Write out every item below word for word, changing nothing. Leave the pictures out of your copy.

[Dataset rows]
^^^^

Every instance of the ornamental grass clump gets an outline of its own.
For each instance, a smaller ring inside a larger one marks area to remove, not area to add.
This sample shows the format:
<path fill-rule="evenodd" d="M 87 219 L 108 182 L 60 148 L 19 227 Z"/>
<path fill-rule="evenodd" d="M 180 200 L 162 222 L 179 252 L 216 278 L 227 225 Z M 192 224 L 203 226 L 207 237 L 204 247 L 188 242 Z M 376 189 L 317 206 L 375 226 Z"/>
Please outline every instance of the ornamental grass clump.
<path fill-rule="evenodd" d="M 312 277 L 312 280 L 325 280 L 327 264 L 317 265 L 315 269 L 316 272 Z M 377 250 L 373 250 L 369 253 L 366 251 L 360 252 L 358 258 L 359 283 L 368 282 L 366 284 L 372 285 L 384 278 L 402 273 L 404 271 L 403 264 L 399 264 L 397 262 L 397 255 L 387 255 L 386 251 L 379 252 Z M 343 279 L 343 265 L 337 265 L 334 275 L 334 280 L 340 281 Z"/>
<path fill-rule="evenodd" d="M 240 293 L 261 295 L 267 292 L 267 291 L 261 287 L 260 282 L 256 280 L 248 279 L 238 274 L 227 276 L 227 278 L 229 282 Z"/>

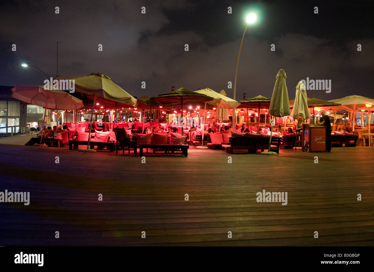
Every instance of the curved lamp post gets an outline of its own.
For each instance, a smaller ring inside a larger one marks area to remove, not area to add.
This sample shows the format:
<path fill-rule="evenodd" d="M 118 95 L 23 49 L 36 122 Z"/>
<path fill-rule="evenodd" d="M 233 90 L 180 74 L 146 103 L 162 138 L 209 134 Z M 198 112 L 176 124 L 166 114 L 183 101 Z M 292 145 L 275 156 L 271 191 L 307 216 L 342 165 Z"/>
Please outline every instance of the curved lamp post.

^^^^

* Exercise response *
Every instance of the ornamental grass clump gets an outline of its own.
For each instance, a smaller ring inside a larger one marks area to remove, not area to add.
This sample shows the format:
<path fill-rule="evenodd" d="M 87 219 L 108 182 L 60 148 L 19 227 Z"/>
<path fill-rule="evenodd" d="M 180 200 L 162 222 L 179 252 L 216 278 L 227 225 Z M 192 224 L 203 226 L 207 237 L 204 247 L 188 242 Z M 376 189 L 317 206 L 375 226 Z"/>
Please outline every instance of the ornamental grass clump.
<path fill-rule="evenodd" d="M 312 277 L 312 280 L 325 280 L 327 264 L 317 265 L 315 269 L 316 272 Z M 377 250 L 373 250 L 369 253 L 366 251 L 360 252 L 358 258 L 359 283 L 368 282 L 366 284 L 372 285 L 384 278 L 402 273 L 404 271 L 403 264 L 399 264 L 397 262 L 397 255 L 387 255 L 386 251 L 379 252 Z M 343 279 L 343 265 L 337 265 L 334 275 L 334 280 L 340 281 Z"/>
<path fill-rule="evenodd" d="M 240 293 L 261 295 L 267 292 L 267 291 L 261 287 L 260 282 L 256 280 L 248 279 L 238 274 L 227 276 L 227 278 L 229 282 Z"/>

Every instance of the curved lamp post gets an outline of its own.
For each instance, a smaller ring inside a larger one marks area to remove, not area to add.
This sample shows the format:
<path fill-rule="evenodd" d="M 118 95 L 23 49 L 36 122 Z"/>
<path fill-rule="evenodd" d="M 233 90 L 180 74 L 146 103 L 162 138 L 209 134 Z M 198 112 L 176 124 L 166 114 L 183 101 Z M 292 145 L 275 156 L 271 191 L 307 216 L 342 165 Z"/>
Please outline every instance of the curved lamp post.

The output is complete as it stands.